• _Goal of the exercise_:
Below are some entries. Output each one exactly as it appears.
>> START Record excerpts
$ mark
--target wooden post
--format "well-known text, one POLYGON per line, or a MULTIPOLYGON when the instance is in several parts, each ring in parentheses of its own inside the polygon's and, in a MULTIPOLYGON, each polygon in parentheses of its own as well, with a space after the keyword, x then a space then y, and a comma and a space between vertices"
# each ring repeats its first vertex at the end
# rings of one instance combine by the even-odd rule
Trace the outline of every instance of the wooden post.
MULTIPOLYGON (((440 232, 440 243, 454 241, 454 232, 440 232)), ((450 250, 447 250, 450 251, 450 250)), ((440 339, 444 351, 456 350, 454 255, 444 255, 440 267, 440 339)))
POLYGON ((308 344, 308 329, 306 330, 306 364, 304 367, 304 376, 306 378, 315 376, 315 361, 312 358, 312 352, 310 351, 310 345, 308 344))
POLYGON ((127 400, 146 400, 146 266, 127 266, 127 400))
>> END Record excerpts
• _Task result_:
$ mark
--target wooden post
--format "well-known text, one POLYGON per line, or a MULTIPOLYGON when the instance is in several parts, each ring in parentheses of its own inside the polygon's and, in a MULTIPOLYGON, each polygon in parentheses of its own as well, with a space after the keyword, x then a space then y, and a comma and a space between vertices"
# each ring repeats its first vertex at the end
# rings of one instance combine by the even-odd rule
Trace the outline of every instance of the wooden post.
MULTIPOLYGON (((440 232, 440 243, 454 241, 454 232, 440 232)), ((450 250, 447 250, 450 251, 450 250)), ((440 339, 444 351, 456 350, 454 255, 444 255, 440 267, 440 339)))
POLYGON ((308 344, 308 329, 306 330, 306 364, 304 367, 304 376, 306 378, 315 376, 315 361, 312 358, 312 352, 310 351, 310 345, 308 344))
POLYGON ((127 400, 146 400, 146 266, 127 266, 127 400))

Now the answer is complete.